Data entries
-*-

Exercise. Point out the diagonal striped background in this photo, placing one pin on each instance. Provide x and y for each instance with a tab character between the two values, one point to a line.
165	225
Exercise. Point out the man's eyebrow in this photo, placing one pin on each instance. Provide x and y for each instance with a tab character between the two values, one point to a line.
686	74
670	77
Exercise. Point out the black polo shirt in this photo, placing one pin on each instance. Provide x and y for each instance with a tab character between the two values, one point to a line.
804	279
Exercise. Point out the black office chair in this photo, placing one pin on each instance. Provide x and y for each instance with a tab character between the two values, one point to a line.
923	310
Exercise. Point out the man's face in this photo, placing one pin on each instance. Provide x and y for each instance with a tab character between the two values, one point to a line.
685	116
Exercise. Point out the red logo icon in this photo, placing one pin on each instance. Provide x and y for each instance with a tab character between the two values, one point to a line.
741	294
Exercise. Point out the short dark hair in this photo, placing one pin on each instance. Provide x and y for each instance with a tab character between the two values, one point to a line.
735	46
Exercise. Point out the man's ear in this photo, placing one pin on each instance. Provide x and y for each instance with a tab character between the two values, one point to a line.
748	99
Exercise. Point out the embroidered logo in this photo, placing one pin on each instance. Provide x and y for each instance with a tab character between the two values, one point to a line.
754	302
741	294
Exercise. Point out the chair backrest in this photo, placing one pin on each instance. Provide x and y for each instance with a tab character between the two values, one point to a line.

-*-

Repeat only the tail of the entries, exactly: the line containing "Exercise. Point out the embroidered" and every line after it, to the end.

Exercise. Point out the embroidered logo in this photo, placing one pin on each instance. Provide x and y for each instance with a tab character between the two values, one point to a line.
754	302
741	294
Exercise. Point out the chair backrest in this photo, placing one pin on each instance. Provide x and y for each instance with a tab character between the two values, one point to a line.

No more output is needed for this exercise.